You had no reason to be defensive in my opinion... in fact I tried to phrase my statement as carefully as possible so that noone WOULD get defensive... but I guess I failed. Thats why I put the part that says "* im aware that sometimes a person can marry another person who has been married that many times and have a successful marriage, not every case is the same * I put that there so that noone would think I was specifically talking about THEM or judging THEM.

Maybe that was the problem... maybe I didnt make it stand out enough. Yes I did open the thread and I regret that I ever did because all that it has done is cause me aggravation. Some of the people here who are giving me a hard time, are some of the same ones who have had problems with me in past threads that Ive created. I feel that they are just trying to drag drama from past threads into this one. I don't care what anyone's feelings or thoughts on me are, this thread isn't about that. If someone can't post in my threads without bringing their negative emotions toward me into it, then I wish they just wouldnt post here at all.

Anyway thats all from me. Im done here. Ive got more important things to do with my life than try to defend myself against people who are unworthy of my time. Im just going to stop caring what people here think of me. I dont know any of you here so your thoughts/opinions on me really have no effect on my life.

> _Requirements_
a - Can you give again the part of the forum post that begins at the words "Anyway thats all" and stops after "on my life."?
b - What does the writer of the forum post say they regret ever doing?

> _Data extract_
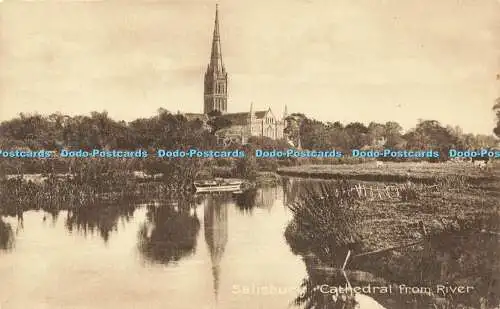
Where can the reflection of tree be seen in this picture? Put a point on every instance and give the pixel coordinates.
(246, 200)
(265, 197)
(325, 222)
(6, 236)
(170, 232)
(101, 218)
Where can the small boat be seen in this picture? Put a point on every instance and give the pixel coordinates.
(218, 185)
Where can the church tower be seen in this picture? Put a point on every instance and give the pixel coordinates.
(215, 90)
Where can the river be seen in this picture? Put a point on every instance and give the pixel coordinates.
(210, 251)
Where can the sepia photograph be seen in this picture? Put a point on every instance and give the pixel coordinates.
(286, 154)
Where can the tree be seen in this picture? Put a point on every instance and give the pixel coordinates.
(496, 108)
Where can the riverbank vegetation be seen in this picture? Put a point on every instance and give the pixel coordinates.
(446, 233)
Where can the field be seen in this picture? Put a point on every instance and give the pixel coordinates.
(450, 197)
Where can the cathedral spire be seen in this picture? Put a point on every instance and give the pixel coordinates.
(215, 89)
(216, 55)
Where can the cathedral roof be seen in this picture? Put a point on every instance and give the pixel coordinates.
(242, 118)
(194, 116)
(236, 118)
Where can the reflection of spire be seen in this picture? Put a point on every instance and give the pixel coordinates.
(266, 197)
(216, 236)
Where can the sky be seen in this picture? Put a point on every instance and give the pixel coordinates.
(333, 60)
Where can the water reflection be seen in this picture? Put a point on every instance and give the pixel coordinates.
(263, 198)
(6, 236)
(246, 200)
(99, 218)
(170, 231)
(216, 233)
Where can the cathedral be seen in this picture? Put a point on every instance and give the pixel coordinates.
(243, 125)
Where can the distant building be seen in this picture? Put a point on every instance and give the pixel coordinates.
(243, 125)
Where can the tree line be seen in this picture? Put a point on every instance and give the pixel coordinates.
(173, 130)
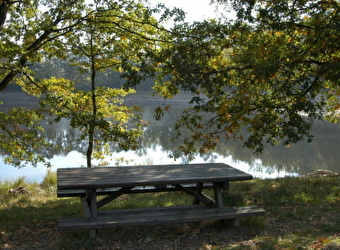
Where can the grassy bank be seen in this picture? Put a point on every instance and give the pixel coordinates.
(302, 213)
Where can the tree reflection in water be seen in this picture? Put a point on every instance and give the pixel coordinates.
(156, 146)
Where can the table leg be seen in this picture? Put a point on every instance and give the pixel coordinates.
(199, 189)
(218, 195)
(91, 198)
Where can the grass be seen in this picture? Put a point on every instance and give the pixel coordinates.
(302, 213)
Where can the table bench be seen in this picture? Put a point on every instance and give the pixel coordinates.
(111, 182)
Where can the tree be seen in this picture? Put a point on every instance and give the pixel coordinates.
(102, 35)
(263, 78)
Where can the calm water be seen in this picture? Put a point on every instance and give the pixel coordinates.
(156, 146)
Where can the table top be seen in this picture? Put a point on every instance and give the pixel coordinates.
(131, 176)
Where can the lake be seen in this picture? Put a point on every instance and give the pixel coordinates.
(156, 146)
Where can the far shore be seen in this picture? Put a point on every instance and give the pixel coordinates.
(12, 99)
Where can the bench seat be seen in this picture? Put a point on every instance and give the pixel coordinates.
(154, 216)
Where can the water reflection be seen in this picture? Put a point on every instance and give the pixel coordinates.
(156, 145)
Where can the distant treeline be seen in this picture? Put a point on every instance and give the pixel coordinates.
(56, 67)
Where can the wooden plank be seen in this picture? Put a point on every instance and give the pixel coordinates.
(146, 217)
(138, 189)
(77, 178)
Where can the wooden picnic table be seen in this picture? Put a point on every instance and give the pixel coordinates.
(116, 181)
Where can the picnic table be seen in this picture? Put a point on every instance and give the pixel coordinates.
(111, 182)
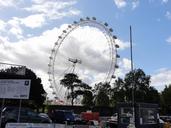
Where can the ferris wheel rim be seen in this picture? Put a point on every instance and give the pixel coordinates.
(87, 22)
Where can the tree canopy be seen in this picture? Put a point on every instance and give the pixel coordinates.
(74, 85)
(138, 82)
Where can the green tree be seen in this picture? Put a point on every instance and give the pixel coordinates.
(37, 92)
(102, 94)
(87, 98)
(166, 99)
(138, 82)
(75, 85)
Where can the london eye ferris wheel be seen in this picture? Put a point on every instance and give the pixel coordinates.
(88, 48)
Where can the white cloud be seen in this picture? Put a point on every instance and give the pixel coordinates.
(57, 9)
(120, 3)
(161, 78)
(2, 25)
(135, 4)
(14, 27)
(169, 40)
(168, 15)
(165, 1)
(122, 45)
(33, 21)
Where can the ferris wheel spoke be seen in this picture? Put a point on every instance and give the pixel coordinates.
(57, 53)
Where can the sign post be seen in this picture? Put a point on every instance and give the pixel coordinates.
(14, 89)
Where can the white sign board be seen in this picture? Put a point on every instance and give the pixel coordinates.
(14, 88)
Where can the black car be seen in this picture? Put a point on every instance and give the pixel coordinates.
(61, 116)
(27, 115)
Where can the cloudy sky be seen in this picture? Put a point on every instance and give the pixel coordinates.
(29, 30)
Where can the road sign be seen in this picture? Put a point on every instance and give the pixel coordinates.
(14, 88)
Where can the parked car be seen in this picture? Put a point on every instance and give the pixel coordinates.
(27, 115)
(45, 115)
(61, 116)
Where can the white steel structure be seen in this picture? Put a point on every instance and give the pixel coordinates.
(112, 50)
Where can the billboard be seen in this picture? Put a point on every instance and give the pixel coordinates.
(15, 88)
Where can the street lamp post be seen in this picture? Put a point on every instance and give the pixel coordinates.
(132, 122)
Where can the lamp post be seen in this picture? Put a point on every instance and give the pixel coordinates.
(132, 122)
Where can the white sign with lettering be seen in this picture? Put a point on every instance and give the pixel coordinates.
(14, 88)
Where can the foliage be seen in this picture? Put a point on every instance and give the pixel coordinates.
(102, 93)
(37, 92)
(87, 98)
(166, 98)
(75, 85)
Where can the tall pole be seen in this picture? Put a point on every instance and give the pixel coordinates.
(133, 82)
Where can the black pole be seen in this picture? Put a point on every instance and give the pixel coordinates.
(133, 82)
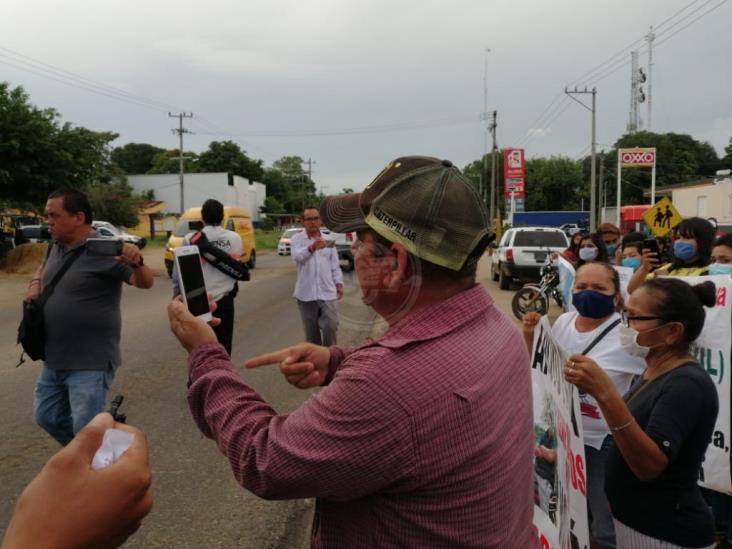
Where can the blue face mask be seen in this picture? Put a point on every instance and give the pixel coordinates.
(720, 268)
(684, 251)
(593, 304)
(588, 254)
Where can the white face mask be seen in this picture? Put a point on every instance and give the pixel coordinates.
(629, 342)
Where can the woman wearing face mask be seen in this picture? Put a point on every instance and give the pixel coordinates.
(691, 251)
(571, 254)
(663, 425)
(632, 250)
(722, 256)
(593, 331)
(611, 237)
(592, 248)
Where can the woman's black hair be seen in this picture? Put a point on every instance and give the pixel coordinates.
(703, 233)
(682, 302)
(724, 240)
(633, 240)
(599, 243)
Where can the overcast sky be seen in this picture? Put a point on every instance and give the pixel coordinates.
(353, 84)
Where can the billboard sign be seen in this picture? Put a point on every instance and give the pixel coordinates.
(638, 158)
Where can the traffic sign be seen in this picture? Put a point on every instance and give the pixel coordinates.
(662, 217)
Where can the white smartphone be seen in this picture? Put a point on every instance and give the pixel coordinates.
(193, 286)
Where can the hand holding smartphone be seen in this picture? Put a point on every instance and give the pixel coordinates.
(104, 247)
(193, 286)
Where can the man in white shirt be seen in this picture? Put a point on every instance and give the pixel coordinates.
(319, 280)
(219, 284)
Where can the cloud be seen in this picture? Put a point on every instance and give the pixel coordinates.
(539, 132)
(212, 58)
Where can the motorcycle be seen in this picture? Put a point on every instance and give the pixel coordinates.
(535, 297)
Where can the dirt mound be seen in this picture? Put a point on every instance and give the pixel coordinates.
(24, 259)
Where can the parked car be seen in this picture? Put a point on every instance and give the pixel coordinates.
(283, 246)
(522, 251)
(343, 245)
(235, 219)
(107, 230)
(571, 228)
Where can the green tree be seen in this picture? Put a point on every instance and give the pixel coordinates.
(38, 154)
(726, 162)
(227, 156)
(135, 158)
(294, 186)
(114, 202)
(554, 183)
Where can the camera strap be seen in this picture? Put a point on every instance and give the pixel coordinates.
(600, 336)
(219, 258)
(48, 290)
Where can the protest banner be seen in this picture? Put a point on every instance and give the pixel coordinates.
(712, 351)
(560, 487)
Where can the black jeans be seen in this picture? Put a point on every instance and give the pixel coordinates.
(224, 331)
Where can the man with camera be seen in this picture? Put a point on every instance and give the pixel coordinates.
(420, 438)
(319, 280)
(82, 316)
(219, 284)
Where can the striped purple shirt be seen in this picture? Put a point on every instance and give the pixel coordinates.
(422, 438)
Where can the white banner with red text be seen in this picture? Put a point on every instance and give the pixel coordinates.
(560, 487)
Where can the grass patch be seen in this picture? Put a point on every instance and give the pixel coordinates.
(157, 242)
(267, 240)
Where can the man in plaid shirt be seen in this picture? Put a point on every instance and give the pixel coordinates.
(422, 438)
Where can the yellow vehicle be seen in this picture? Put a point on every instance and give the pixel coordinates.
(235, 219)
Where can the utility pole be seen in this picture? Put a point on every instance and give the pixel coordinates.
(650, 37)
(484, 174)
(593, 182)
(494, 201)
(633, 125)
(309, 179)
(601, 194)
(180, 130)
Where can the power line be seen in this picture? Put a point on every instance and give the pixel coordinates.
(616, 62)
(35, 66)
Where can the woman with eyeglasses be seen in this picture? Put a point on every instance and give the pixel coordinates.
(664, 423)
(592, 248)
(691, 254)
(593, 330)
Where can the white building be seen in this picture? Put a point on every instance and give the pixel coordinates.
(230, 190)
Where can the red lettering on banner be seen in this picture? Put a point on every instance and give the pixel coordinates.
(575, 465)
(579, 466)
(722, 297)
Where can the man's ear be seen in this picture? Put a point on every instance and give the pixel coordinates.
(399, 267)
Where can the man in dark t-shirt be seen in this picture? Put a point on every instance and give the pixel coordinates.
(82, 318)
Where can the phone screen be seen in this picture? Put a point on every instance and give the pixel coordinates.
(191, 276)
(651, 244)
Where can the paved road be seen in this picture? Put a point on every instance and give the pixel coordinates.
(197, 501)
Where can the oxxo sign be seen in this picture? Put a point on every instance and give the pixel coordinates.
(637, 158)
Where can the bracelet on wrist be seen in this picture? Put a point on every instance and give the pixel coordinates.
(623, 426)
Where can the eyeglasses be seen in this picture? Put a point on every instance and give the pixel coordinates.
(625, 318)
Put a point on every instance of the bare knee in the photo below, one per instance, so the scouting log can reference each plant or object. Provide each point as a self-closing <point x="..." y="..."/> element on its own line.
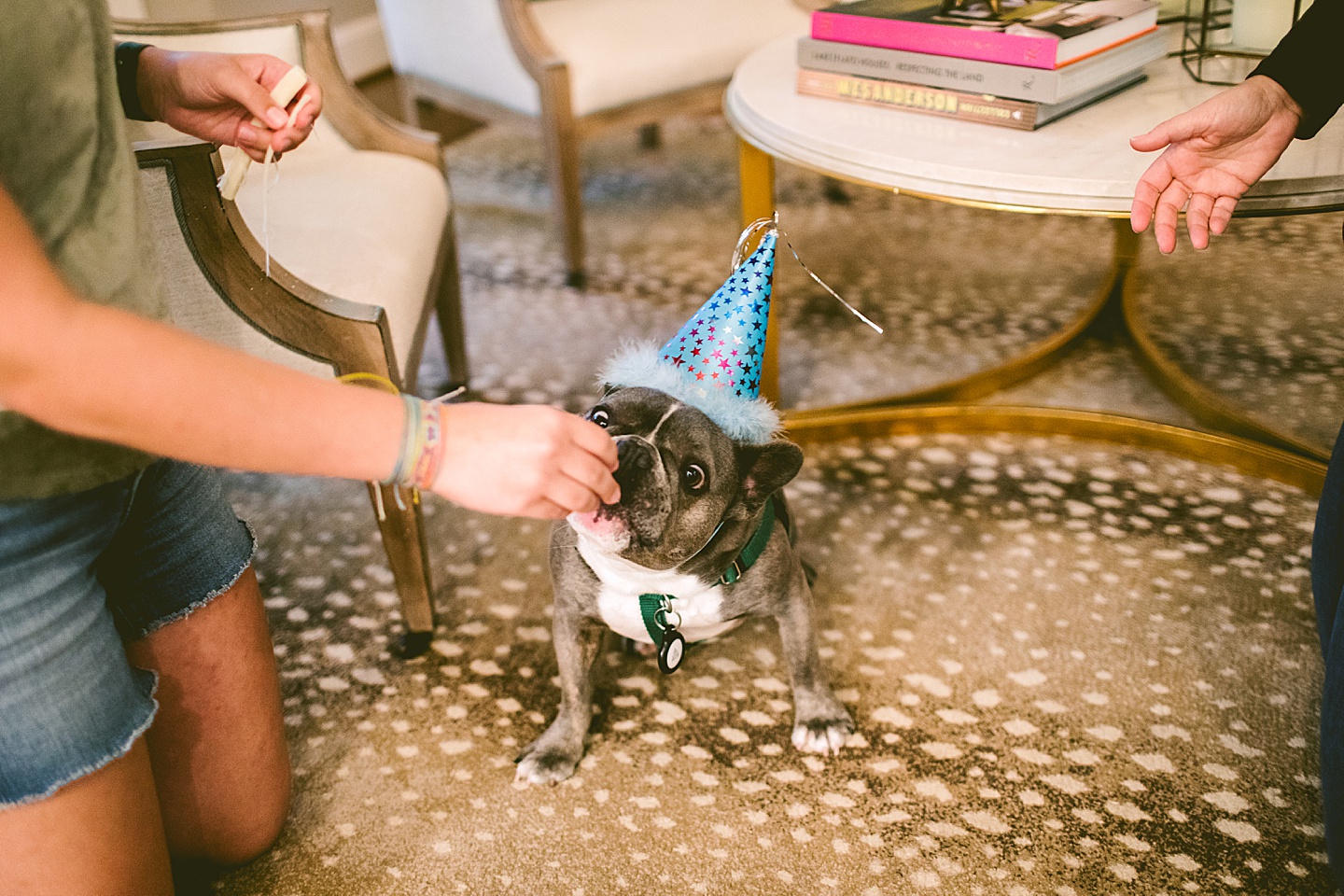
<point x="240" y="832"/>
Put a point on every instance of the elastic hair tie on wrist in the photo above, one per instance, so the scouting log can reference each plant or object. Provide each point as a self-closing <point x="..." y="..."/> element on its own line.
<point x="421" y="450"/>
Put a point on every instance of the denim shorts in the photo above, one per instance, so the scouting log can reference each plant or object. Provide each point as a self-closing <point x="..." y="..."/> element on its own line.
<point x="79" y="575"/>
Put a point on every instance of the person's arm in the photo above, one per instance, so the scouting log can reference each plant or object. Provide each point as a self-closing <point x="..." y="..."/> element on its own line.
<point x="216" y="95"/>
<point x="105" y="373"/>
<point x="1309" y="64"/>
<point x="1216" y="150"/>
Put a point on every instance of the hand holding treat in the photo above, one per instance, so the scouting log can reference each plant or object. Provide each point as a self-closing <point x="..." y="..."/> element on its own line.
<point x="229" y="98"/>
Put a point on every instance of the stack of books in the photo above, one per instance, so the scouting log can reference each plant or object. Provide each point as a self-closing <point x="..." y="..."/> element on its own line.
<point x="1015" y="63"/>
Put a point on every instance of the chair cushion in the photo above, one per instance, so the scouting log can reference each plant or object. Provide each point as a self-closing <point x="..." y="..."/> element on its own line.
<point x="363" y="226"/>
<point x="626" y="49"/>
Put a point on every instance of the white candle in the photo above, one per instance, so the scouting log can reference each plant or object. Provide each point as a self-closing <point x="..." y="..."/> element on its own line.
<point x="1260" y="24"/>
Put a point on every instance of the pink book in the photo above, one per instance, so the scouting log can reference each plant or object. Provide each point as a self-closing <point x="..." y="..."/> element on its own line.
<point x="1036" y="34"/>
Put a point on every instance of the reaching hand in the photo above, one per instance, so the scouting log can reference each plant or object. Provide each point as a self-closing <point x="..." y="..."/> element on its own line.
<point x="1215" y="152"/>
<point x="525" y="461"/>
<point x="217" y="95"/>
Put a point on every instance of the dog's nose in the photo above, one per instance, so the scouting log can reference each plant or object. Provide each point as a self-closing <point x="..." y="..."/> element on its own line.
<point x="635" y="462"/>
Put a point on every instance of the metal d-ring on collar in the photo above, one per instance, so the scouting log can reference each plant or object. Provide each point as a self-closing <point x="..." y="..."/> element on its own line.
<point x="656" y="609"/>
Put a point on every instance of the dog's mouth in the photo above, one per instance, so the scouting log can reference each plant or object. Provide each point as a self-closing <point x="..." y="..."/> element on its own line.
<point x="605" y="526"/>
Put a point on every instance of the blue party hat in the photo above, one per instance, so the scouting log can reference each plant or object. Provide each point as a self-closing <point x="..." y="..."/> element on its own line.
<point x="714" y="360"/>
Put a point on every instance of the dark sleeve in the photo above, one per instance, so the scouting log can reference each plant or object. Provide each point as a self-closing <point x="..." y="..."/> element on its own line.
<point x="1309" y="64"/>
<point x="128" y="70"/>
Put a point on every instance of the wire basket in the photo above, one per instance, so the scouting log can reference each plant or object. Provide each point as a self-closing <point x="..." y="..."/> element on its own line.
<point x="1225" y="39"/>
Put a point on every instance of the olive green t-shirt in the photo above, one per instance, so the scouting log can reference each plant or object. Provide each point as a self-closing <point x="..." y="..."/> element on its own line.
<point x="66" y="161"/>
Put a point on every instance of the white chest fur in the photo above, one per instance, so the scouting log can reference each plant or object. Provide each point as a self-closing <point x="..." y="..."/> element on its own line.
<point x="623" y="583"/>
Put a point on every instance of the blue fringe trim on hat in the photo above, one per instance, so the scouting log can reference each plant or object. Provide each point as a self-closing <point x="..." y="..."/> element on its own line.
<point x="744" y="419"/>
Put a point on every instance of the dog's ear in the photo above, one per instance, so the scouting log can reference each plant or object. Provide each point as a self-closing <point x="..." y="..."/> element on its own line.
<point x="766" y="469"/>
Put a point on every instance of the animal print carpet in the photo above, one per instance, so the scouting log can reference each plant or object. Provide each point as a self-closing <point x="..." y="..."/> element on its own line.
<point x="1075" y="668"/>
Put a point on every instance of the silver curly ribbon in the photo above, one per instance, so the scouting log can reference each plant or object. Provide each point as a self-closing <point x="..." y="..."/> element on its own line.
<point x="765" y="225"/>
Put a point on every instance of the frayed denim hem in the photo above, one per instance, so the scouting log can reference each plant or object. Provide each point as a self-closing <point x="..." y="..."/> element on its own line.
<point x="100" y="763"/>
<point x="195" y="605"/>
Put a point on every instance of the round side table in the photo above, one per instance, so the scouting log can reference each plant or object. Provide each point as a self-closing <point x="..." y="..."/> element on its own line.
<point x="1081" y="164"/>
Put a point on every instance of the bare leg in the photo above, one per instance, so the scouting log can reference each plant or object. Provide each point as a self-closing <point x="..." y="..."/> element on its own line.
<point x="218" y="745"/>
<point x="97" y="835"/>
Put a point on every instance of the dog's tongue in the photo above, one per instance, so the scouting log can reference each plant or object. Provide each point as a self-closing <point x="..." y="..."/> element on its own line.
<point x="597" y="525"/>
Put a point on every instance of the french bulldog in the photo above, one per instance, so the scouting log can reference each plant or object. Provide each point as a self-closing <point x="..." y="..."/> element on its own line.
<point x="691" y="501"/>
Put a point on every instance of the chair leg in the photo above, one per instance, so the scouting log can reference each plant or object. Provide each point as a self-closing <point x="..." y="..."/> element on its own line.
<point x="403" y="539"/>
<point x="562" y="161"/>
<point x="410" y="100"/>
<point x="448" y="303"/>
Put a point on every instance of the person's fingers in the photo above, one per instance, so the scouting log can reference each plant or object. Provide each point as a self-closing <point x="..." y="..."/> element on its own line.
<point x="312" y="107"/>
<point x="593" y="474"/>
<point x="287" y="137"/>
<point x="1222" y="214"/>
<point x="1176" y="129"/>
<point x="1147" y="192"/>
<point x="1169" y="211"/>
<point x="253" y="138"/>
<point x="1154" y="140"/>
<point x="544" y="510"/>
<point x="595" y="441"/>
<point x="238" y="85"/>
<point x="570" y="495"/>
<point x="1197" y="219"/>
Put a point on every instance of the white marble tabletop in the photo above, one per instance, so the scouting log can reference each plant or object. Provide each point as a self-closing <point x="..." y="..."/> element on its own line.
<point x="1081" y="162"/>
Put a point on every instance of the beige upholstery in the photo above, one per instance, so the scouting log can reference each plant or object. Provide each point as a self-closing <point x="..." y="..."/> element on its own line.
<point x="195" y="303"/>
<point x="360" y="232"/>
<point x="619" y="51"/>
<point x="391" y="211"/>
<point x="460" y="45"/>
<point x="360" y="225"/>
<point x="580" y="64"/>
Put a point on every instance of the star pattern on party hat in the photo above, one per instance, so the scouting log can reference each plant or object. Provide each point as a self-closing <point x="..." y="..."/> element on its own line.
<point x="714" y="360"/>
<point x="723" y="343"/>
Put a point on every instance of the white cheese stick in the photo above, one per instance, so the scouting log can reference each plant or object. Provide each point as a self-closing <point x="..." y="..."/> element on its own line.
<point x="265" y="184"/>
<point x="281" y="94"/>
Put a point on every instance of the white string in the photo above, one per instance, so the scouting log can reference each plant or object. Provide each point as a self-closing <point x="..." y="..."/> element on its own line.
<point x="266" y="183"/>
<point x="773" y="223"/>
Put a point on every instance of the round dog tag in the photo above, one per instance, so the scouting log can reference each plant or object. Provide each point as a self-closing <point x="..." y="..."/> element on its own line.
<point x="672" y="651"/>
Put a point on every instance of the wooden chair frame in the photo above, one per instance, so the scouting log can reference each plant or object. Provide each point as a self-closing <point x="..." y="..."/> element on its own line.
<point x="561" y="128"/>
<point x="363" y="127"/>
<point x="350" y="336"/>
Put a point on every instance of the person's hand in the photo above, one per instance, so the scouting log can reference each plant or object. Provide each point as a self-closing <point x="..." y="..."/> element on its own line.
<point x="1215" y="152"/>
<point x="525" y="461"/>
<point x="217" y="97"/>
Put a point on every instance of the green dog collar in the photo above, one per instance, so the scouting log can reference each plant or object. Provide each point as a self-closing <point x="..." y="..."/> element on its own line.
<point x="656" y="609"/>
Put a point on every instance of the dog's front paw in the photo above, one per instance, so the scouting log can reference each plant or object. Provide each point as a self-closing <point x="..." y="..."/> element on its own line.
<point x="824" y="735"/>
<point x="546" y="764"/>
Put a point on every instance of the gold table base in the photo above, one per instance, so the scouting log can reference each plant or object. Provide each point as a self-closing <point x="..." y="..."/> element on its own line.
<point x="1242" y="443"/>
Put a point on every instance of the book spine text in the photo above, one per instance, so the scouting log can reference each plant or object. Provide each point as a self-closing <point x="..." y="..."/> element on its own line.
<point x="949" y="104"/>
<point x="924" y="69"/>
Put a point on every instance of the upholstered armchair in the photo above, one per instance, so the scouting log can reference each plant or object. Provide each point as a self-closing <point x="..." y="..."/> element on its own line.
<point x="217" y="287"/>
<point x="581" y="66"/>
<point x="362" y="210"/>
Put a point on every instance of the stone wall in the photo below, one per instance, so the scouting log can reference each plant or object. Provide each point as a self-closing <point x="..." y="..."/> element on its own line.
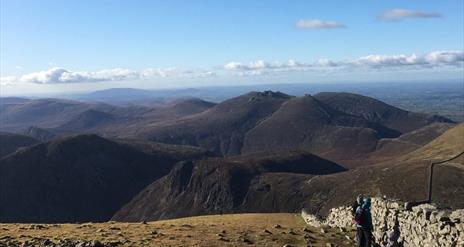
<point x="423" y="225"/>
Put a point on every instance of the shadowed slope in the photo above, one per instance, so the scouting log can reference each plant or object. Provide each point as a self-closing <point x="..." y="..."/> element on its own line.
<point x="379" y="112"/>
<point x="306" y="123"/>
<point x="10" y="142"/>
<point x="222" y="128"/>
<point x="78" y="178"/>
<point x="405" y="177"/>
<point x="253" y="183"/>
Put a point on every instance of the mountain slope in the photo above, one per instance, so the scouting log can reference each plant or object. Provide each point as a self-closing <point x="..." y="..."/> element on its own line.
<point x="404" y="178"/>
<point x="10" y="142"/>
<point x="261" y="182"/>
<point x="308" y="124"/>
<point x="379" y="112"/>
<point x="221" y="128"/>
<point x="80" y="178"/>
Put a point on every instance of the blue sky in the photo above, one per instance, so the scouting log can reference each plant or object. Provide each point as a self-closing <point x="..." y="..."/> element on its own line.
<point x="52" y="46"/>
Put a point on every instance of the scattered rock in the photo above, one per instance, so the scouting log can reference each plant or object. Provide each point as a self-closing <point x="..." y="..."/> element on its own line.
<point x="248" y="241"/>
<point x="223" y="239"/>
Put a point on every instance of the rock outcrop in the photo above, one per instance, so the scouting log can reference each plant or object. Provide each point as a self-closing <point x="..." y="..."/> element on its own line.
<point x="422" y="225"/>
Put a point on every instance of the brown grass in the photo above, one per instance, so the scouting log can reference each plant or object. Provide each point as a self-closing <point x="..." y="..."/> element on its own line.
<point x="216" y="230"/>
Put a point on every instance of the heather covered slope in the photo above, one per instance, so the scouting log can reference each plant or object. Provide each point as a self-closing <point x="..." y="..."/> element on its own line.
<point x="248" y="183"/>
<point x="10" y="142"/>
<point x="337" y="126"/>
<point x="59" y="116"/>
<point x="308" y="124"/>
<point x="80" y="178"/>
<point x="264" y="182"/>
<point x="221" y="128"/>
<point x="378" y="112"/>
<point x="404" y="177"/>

> _Results for the exercise_
a -
Anyway thats all from me. Im done here. Ive got more important things to do with my life than try to defend myself against people who are unworthy of my time. Im just going to stop caring what people here think of me. I dont know any of you here so your thoughts/opinions on me really have no effect on my life.

b - Opening the thread.